## SOURCE TEXT
..............................
In terms of shopping, you’ll need:
- a bed,
- a crate if you’re choosing to crate train,
- food and water bowls,
- a lead,
- a collar and tag (this is legally required),
- a safe restraint method for the car,
- poo bags,
- a brush,
- puppy treats,
- puppy toothbrush and toothpaste
- and plenty of toys!
Now you should be ready to welcome your new addition!
Bringing your puppy home
Puppies can become overwhelmed very quickly. Take things slowly and let them explore at their own pace. It will help your puppy to settle if you decide on a daily routine from day one,and stick to it.
Over the coming weeks you will need to start, or continue, toilet training. You’ll need a lot of patience here! Offer positive re-enforcement with lots of praise and treats when they get it right. You should never scold a puppy for having an accident, this is guaranteed to make the situation worse. Instead, ignore them and clean them away without any fuss.
Puppies need a good quality, complete puppy food. Puppies have different nutritional needs from adult dogs, so they need food specifically designed for puppies.
It’s best to stick with the same food the breeder was feeding initially, to allow your puppy to settle in. If you then wish to change their food, you’ll need to do so gradually over a couple of weeks, otherwise your puppy is likely to have diarhoea.
..............................
## RECORDED INFORMATION
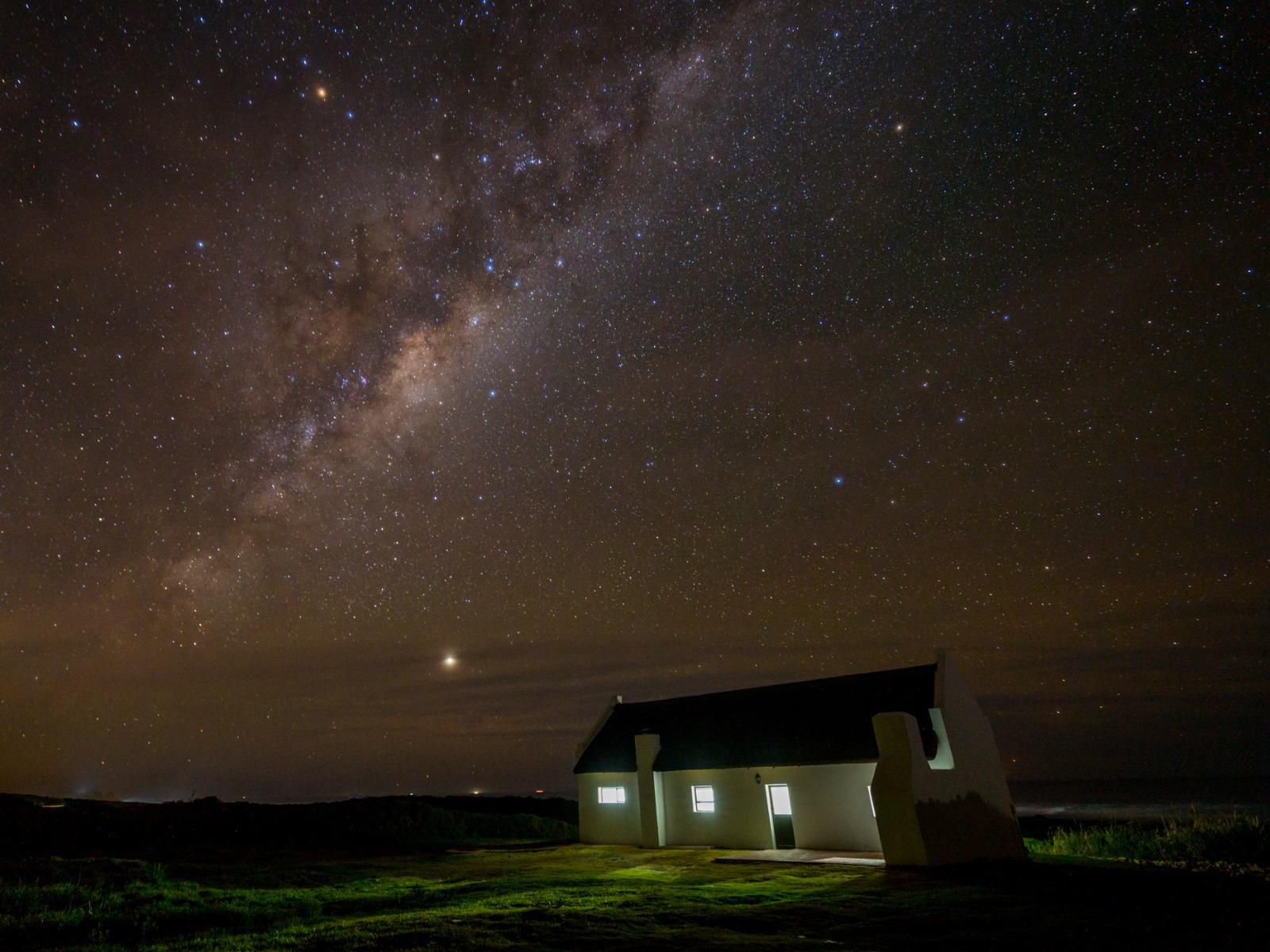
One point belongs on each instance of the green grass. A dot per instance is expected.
(607, 898)
(1227, 839)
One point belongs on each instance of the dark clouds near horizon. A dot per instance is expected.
(641, 351)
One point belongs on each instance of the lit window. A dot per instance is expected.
(702, 800)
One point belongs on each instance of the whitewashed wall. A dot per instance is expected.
(607, 823)
(829, 804)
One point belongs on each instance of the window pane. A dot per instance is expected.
(702, 799)
(780, 793)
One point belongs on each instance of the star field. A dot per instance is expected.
(387, 390)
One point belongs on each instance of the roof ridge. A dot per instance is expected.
(783, 685)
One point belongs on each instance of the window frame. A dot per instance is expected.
(619, 793)
(702, 805)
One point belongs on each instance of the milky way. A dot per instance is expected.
(634, 351)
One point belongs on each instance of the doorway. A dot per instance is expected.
(781, 816)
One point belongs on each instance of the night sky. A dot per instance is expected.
(643, 349)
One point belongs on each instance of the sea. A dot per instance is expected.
(1122, 800)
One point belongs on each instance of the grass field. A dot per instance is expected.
(615, 898)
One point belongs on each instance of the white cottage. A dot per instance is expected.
(901, 762)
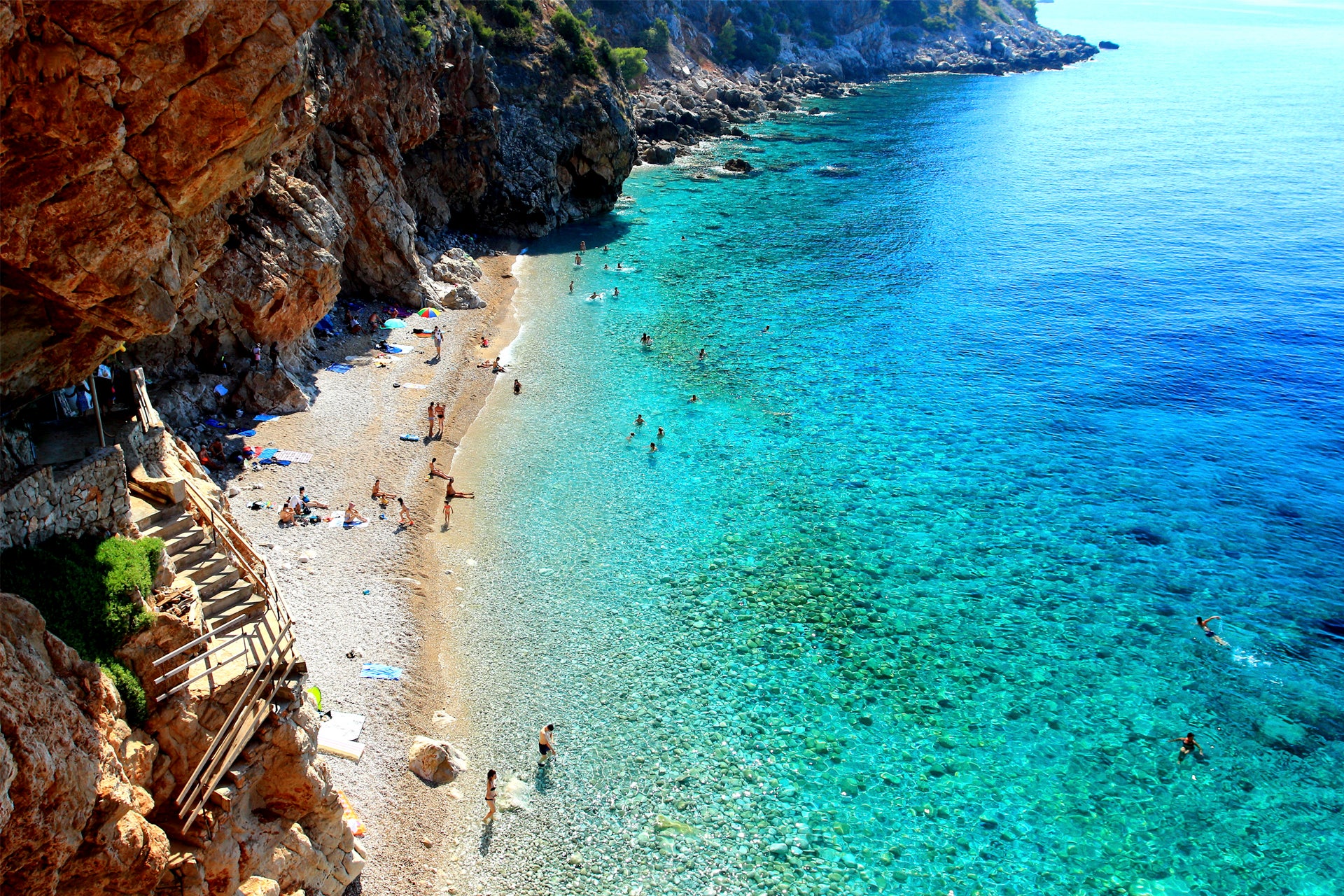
..............................
## EXERCISE OBJECTIVE
According to the puppy-care text, which item on the shopping list is legally required? The items aren't needed for anything here.

## SOLUTION FOR THIS TASK
A collar and tag.